[Bf-blender-cvs] [5c0a67b] master: Cycles: Add single channel texture support for OpenCL.

Thomas Dinges noreply at git.blender.org
Sun Aug 14 20:22:18 CEST 2016


Commit: 5c0a67b325b2c07574ef303947d5c026ab3f55d5
Author: Thomas Dinges
Date:   Sun Aug 14 20:21:08 2016 +0200
Branches: master
https://developer.blender.org/rB5c0a67b325b2c07574ef303947d5c026ab3f55d5

Cycles: Add single channel texture support for OpenCL.

This way OpenCL devices can also benefit from a smaller memory footprint, when using e.g. bumpmaps (greyscale, 1 channel).

Additional target for my GSoC 2016.

===================================================================

M	intern/cycles/kernel/kernel_compat_cpu.h
M	intern/cycles/kernel/kernel_textures.h
M	intern/cycles/kernel/svm/svm_image.h
M	intern/cycles/render/image.cpp
M	intern/cycles/render/scene.h
M	intern/cycles/util/util_texture.h

===================================================================

diff --git a/intern/cycles/kernel/kernel_compat_cpu.h b/intern/cycles/kernel/kernel_compat_cpu.h
index c882b47..3775934 100644
--- a/intern/cycles/kernel/kernel_compat_cpu.h
+++ b/intern/cycles/kernel/kernel_compat_cpu.h
@@ -495,6 +495,7 @@ typedef texture<uint> texture_uint;
 typedef texture<int> texture_int;
 typedef texture<uint4> texture_uint4;
 typedef texture<uchar4> texture_uchar4;
+typedef texture<uchar> texture_uchar;
 typedef texture_image<float> texture_image_float;
 typedef texture_image<uchar> texture_image_uchar;
 typedef texture_image<half> texture_image_half;
diff --git a/intern/cycles/kernel/kernel_textures.h b/intern/cycles/kernel/kernel_textures.h
index 7d6fec0..8d5bb75 100644
--- a/intern/cycles/kernel/kernel_textures.h
+++ b/intern/cycles/kernel/kernel_textures.h
@@ -188,6 +188,8 @@ KERNEL_TEX(uint, texture_uint, __bindless_mapping)
 /* packed image (opencl) */
 KERNEL_TEX(uchar4, texture_uchar4, __tex_image_byte4_packed)

......

Task list:
• A. Lay out the records as a JSON list of strings, one string per line with blank lines omitted, covering everything from the line containing "of the metal" down to the last line of the records.
• B. Proceed with the commit diff for OpenCL single channel texture support, starting right after its final line.

......

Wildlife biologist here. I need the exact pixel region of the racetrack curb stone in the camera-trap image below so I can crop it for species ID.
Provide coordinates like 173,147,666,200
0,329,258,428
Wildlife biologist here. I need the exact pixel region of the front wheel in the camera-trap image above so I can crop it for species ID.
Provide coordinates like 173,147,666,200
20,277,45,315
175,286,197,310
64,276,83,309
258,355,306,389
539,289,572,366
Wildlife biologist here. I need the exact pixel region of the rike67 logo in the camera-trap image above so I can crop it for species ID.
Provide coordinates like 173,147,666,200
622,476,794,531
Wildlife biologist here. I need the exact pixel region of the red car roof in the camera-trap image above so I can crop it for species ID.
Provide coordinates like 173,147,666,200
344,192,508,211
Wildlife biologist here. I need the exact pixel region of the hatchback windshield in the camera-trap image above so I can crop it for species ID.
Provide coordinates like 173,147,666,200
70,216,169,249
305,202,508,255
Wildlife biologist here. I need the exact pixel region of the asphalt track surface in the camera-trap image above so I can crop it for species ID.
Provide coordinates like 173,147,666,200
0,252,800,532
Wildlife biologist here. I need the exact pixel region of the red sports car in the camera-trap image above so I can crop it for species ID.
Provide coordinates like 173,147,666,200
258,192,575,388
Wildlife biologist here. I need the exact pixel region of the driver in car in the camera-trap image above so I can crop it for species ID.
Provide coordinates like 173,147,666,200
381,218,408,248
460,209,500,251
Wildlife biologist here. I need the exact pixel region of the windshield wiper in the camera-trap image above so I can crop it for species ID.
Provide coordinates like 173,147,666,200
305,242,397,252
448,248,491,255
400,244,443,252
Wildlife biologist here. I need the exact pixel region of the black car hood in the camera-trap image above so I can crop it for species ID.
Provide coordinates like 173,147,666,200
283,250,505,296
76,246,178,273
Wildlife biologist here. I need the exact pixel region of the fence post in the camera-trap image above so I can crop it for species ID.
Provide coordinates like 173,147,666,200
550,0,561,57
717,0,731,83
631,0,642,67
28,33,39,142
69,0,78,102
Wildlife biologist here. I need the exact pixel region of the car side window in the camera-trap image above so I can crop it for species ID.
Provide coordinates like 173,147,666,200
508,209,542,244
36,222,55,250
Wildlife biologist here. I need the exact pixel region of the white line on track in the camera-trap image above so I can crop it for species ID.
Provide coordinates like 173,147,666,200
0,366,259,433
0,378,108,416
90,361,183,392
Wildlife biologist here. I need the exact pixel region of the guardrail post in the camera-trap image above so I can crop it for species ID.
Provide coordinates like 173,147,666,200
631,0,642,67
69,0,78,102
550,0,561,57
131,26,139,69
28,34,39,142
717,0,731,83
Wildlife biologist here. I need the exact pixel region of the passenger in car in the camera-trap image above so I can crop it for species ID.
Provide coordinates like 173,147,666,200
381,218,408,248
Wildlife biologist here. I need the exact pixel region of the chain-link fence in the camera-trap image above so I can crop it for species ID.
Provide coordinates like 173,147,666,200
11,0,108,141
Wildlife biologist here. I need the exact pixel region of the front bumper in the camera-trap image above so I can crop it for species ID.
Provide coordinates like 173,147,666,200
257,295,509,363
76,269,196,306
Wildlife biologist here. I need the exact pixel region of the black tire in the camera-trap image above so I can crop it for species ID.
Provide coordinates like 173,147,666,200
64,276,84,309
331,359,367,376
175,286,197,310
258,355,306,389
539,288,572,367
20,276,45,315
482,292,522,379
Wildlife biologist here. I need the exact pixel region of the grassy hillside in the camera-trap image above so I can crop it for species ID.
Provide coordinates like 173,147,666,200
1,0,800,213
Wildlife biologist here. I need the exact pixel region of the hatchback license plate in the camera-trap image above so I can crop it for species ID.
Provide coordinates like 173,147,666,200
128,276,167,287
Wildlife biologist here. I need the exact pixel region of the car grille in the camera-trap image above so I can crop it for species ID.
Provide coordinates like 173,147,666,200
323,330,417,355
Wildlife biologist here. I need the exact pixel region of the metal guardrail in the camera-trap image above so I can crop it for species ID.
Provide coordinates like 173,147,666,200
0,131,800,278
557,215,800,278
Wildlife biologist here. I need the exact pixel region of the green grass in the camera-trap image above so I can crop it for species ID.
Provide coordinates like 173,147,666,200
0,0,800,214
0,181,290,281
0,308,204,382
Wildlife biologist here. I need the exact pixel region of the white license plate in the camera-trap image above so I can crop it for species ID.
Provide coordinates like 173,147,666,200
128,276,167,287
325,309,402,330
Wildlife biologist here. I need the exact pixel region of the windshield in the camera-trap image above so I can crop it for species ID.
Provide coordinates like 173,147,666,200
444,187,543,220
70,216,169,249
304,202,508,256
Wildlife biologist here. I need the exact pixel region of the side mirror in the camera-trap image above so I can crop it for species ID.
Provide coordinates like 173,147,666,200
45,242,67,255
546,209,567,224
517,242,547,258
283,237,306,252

......

Per-task answers:
• A.
[
  "Wildlife biologist here. I need the exact pixel region of the metal guardrail in the camera-trap image above so I can crop it for species ID.",
  "Provide coordinates like 173,147,666,200",
  "0,131,800,278",
  "557,215,800,278",
  "Wildlife biologist here. I need the exact pixel region of the green grass in the camera-trap image above so I can crop it for species ID.",
  "Provide coordinates like 173,147,666,200",
  "0,0,800,214",
  "0,181,290,281",
  "0,308,204,382",
  "Wildlife biologist here. I need the exact pixel region of the white license plate in the camera-trap image above so I can crop it for species ID.",
  "Provide coordinates like 173,147,666,200",
  "128,276,167,287",
  "325,309,402,330",
  "Wildlife biologist here. I need the exact pixel region of the windshield in the camera-trap image above so I can crop it for species ID.",
  "Provide coordinates like 173,147,666,200",
  "444,187,543,220",
  "70,216,169,249",
  "304,202,508,256",
  "Wildlife biologist here. I need the exact pixel region of the side mirror in the camera-trap image above so I can crop it for species ID.",
  "Provide coordinates like 173,147,666,200",
  "45,242,67,255",
  "546,209,567,224",
  "517,242,547,258",
  "283,237,306,252"
]

• B.
 KERNEL_TEX(float4, texture_float4, __tex_image_float4_packed)
+KERNEL_TEX(uchar, texture_uchar, __tex_image_byte_packed)
+KERNEL_TEX(float, texture_float, __tex_image_float_packed)
 KERNEL_TEX(uint4, texture_uint4, __tex_image_packed_info)
 
 #undef KERNEL_TEX
diff --git a/intern/cycles/kernel/svm/svm_image.h b/intern/cycles/kernel/svm/svm_image.h
index 9050ce9..5d02be1 100644
--- a/intern/cycles/kernel/svm/svm_image.h
+++ b/intern/cycles/kernel/svm/svm_image.h
@@ -36,13 +36,26 @@ CCL_NAMESPACE_BEGIN
 
 ccl_device_inline float4 svm_image_texture_read(KernelGlobals *kg, int id, int offset)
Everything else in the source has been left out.